◆ Action item ◆
The lines below, beginning at the one that contains "Please identify the brass" and ending at the last, are to be retyped exactly.

---------- Exercise data ----------

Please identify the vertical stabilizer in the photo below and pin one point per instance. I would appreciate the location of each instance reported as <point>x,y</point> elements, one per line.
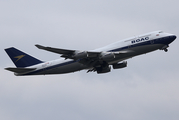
<point>21,59</point>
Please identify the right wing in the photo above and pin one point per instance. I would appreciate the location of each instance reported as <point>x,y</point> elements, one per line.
<point>89,58</point>
<point>20,70</point>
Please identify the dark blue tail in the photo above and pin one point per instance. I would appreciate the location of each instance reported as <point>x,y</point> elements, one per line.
<point>21,59</point>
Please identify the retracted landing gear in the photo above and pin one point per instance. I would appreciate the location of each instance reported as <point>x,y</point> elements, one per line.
<point>166,50</point>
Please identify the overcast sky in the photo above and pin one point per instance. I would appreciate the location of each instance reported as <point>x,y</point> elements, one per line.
<point>146,90</point>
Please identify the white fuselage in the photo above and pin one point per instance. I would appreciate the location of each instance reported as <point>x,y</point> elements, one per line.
<point>137,45</point>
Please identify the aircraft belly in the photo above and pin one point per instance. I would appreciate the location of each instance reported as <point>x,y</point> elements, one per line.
<point>72,67</point>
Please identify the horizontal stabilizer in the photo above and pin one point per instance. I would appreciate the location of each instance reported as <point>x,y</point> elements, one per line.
<point>20,70</point>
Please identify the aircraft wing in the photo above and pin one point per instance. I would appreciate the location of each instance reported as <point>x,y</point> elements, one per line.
<point>20,70</point>
<point>88,58</point>
<point>72,54</point>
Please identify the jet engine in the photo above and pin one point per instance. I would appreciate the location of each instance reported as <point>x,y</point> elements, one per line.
<point>120,65</point>
<point>80,55</point>
<point>107,56</point>
<point>103,69</point>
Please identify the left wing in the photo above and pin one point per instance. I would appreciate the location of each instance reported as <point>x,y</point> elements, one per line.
<point>72,54</point>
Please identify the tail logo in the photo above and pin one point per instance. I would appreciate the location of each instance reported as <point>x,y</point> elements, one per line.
<point>19,57</point>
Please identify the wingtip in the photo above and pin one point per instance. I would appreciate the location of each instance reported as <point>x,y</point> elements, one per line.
<point>39,46</point>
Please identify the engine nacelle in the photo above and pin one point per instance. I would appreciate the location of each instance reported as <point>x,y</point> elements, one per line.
<point>103,70</point>
<point>107,56</point>
<point>120,65</point>
<point>80,55</point>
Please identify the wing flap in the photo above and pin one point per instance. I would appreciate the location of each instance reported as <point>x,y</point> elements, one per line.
<point>56,50</point>
<point>20,70</point>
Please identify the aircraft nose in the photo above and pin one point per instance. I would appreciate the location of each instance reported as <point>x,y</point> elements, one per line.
<point>173,37</point>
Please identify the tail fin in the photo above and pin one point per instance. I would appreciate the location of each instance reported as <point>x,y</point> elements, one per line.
<point>21,59</point>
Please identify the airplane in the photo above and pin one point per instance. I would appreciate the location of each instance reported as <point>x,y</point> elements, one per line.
<point>99,60</point>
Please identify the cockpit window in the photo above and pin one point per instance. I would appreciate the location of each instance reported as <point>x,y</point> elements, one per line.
<point>161,32</point>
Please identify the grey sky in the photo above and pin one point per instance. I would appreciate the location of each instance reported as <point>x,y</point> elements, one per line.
<point>146,89</point>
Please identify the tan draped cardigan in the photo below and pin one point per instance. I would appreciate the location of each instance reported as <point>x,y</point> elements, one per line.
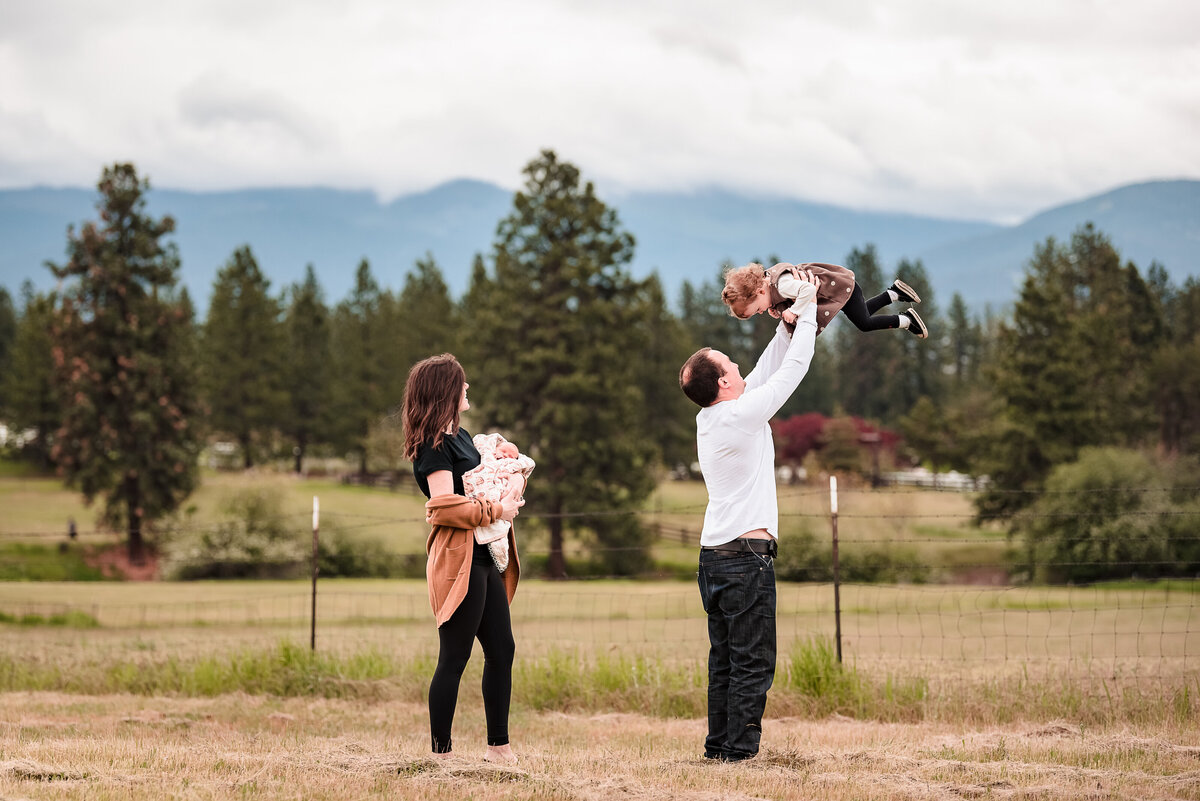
<point>451,546</point>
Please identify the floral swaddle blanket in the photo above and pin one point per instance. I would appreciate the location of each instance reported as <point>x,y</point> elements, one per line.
<point>489,482</point>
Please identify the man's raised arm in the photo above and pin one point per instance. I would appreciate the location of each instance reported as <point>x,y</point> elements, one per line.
<point>759,404</point>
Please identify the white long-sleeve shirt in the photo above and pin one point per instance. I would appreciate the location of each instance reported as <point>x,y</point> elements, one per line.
<point>737,455</point>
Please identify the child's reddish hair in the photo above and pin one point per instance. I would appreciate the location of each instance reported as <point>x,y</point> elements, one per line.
<point>741,285</point>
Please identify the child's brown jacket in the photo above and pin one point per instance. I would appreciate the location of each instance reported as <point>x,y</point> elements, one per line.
<point>451,546</point>
<point>837,284</point>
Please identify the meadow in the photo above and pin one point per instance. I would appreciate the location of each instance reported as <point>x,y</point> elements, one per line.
<point>209,690</point>
<point>924,527</point>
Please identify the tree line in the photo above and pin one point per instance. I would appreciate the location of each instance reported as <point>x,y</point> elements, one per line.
<point>575,359</point>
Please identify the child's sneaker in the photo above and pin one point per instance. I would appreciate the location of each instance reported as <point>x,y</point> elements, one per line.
<point>916,325</point>
<point>906,293</point>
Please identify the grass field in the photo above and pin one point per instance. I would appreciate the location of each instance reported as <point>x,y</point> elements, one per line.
<point>930,528</point>
<point>109,747</point>
<point>208,690</point>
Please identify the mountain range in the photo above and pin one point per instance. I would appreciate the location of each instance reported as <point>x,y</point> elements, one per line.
<point>679,235</point>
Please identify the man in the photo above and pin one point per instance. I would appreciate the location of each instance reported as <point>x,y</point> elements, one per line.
<point>737,577</point>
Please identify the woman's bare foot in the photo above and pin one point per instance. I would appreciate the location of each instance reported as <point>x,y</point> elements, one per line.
<point>501,754</point>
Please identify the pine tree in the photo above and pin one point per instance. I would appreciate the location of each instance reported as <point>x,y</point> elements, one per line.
<point>669,415</point>
<point>964,345</point>
<point>918,365</point>
<point>244,356</point>
<point>867,362</point>
<point>28,384</point>
<point>307,366</point>
<point>557,336</point>
<point>1072,369</point>
<point>121,360</point>
<point>429,319</point>
<point>359,392</point>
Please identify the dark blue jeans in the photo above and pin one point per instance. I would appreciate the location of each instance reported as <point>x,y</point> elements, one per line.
<point>738,592</point>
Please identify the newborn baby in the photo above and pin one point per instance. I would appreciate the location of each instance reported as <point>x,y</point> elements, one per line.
<point>503,468</point>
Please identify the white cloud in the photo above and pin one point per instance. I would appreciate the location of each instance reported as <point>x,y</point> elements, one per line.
<point>923,106</point>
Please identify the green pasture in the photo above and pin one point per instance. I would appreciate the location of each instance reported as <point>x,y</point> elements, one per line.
<point>922,527</point>
<point>1152,630</point>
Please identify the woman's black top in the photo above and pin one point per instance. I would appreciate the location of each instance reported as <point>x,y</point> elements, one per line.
<point>456,453</point>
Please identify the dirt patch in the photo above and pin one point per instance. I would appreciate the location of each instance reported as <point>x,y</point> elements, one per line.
<point>30,771</point>
<point>114,561</point>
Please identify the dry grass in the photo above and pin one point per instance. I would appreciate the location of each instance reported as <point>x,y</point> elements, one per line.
<point>55,746</point>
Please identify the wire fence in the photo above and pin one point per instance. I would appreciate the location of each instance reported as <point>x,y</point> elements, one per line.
<point>1146,630</point>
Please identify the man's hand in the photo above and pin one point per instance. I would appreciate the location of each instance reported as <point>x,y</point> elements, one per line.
<point>808,291</point>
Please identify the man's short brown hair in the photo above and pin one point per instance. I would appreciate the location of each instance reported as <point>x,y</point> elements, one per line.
<point>699,377</point>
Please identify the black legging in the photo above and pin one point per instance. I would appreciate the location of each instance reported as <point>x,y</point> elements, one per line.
<point>861,312</point>
<point>484,613</point>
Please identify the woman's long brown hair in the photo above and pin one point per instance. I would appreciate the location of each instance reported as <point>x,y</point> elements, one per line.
<point>432,395</point>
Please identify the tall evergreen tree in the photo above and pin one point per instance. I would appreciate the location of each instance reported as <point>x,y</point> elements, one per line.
<point>964,344</point>
<point>244,355</point>
<point>667,414</point>
<point>867,362</point>
<point>557,341</point>
<point>359,392</point>
<point>1072,368</point>
<point>429,320</point>
<point>306,369</point>
<point>917,369</point>
<point>1175,369</point>
<point>28,383</point>
<point>121,362</point>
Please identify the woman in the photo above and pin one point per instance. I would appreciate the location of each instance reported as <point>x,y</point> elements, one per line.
<point>469,597</point>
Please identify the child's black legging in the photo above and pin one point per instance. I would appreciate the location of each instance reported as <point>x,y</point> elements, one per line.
<point>861,311</point>
<point>483,614</point>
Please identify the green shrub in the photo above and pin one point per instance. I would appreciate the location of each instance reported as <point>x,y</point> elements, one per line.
<point>39,562</point>
<point>1114,513</point>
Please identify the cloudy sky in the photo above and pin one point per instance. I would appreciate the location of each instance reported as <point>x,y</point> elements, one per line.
<point>943,107</point>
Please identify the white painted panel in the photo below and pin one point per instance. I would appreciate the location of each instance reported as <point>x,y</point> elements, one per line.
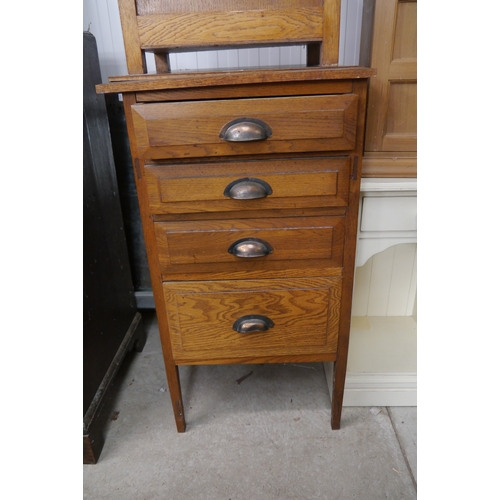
<point>380,284</point>
<point>402,271</point>
<point>389,213</point>
<point>361,292</point>
<point>386,284</point>
<point>102,19</point>
<point>351,12</point>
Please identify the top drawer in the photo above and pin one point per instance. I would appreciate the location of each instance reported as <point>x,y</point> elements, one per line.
<point>252,126</point>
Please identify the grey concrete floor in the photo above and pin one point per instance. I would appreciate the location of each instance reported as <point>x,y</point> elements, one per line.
<point>267,437</point>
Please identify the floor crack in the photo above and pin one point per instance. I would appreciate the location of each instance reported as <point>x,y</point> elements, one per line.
<point>391,418</point>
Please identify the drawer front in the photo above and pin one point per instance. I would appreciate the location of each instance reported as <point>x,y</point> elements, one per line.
<point>256,185</point>
<point>274,125</point>
<point>250,244</point>
<point>301,317</point>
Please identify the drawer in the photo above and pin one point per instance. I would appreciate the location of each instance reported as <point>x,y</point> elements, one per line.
<point>245,126</point>
<point>218,320</point>
<point>248,185</point>
<point>250,244</point>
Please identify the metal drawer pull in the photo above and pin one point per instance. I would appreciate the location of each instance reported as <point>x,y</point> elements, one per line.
<point>248,189</point>
<point>252,323</point>
<point>245,129</point>
<point>250,247</point>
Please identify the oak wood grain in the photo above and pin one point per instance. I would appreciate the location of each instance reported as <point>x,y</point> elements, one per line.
<point>188,80</point>
<point>295,183</point>
<point>202,246</point>
<point>304,311</point>
<point>204,29</point>
<point>191,128</point>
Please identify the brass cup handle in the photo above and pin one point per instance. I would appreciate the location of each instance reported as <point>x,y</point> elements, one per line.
<point>245,130</point>
<point>248,189</point>
<point>252,323</point>
<point>250,248</point>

----------

◆ Reply to the task ◆
Please identify the brass cup handle in the photo above and pin one point per instance. I would appreciate the location of each instance reported as <point>x,y</point> elements, one per line.
<point>245,130</point>
<point>248,189</point>
<point>252,323</point>
<point>250,248</point>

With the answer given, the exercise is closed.